=== TASK DETAILS ===
Reproduce exactly the line containing "Would you mind placing a dot on the green" and every line after it, through the last line of the records below; add nothing.

Saved entries:
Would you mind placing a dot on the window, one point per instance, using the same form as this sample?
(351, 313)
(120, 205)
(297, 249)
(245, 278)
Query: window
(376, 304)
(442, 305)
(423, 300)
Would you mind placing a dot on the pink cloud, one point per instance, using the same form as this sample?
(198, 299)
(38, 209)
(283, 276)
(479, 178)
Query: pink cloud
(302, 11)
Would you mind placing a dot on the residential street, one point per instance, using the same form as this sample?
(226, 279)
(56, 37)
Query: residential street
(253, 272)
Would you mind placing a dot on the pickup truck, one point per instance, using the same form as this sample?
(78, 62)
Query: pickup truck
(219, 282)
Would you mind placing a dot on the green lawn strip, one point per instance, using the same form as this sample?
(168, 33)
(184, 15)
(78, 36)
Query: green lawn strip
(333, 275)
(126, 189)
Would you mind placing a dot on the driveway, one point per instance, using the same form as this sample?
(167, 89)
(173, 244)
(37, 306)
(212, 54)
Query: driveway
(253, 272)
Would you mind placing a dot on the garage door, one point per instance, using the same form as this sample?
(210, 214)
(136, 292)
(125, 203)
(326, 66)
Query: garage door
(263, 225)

=== RESULT ===
Would you mind placing a dot on the green lawn strip, one point per instance, using the same form as this sample?
(168, 33)
(184, 15)
(78, 36)
Query: green lawn strip
(333, 275)
(126, 189)
Would you mind placing a dot on the driveway, one point per instance, using the same form as this sample?
(167, 89)
(173, 244)
(37, 306)
(212, 54)
Query: driveway
(253, 272)
Would you mind placing a dot on the garage door, one point per instance, using the same form as this sample?
(210, 214)
(136, 292)
(125, 203)
(326, 66)
Query: garage door
(263, 225)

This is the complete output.